# Tekstfragment:
"""

Voor 1913 werd al het surveillancewerk te voet gedaan door de politie. Na 1913 kan als belangrijkste vervoermiddel de fiets aangemerkt worden. In dit jaar werd de rijwielbrigade in het leven geroepen. Er werden 6 fietsen door de dienst aangeschaft en ter beschikking gesteld van aangewezen agenten. De fietsen werden gedeeld door twee agenten, die zelf voor het onderhoud moesten zorgen. Ze moesten de fiets na gebruik vet vrij en schoon maken.

In 1924 kwam de eerste rijwielbrancard, dit was een bakfiets met overkapping. In die bak vervoerde de politie lijken en mensen waar ze zeker van wisten dat die besmettelijke ziektes hadden. De Leidse politie was rond 1913 de eerste met een rijwielbrigade. In 1927 kwamen de eerste motorvoertuigen bij de politie. Het waren motoren met zijspan. Later dat jaar kwamen de eerste personenauto’s als surveillance auto, deze waren van het type T-Ford. In 1932 volgden transport wagens, deze werden gebruikt voor het transporteren van arrestanten naar de gevangenis.

Wat waren de werkzaamheden en wat was het aanzien van de politie?
De werkzaamheden van de politie waren nogal gevarieerd. De politie had eveneens tot taak branden te bestrijden. Er waren ook vrijwillige brandwachten maar van de politie werd direct handelen verwacht bij een brand. Aanvankelijk werd de brandbestrijding op primitieve wijze uitgevoerd met emmers waarmee men grachtwater putte. Begin 1900 werd het materieel gemoderniseerd en waren er 8 brandspuiten aanwezig.

Het eigenlijke werk van de politieagent bestond voornamelijk uit voetsurveillance. De agent moest zoveel mogelijk op straat zijn om de orde te kunnen handhaven. Er waren nog geen verbindingsmiddelen en maar weinig mensen hadden een telefoon. Hierdoor kon de agent op straat dus niet bereikt worden en kon de politie niet gebeld worden bij orde verstoringen. Door veel posten uit te zetten wisten de agenten op straat waar een collega zich bevond en kon een agent in nood op zijn signaalfluitje blazen om een collega te waarschuwen. Posten zijn vaste straten of een gebied waar een politieagent op bepaalde tijden aanwezig moest zijn. De politieagent werd gecontroleerd door een meerdere in rang of hij wel op tijd op zijn post aanwezig was.

"""

# Aangeleverde gegevens:
"""

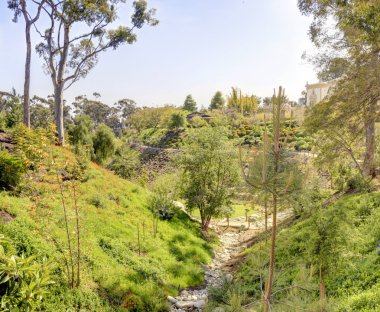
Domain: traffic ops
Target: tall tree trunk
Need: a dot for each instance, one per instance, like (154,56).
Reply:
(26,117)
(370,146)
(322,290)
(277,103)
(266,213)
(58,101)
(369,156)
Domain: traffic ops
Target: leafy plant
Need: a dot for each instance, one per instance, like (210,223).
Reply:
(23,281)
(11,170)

"""

# Opdracht:
Zet op een rij welke vervoermiddelen de politie volgens het tekstfragment over de politie vanaf 1913 kreeg. Vermeld bij elk het jaar dat de tekst noemt. De gegevens staan helemaal los van het tekstfragment over de politie.

# Uitkomst:
- de fiets (1913)
- de rijwielbrancard, een bakfiets met overkapping (1924)
- motoren met zijspan (1927)
- personenauto's van het type T-Ford als surveillanceauto (1927)
- transportwagens voor arrestanten (1932)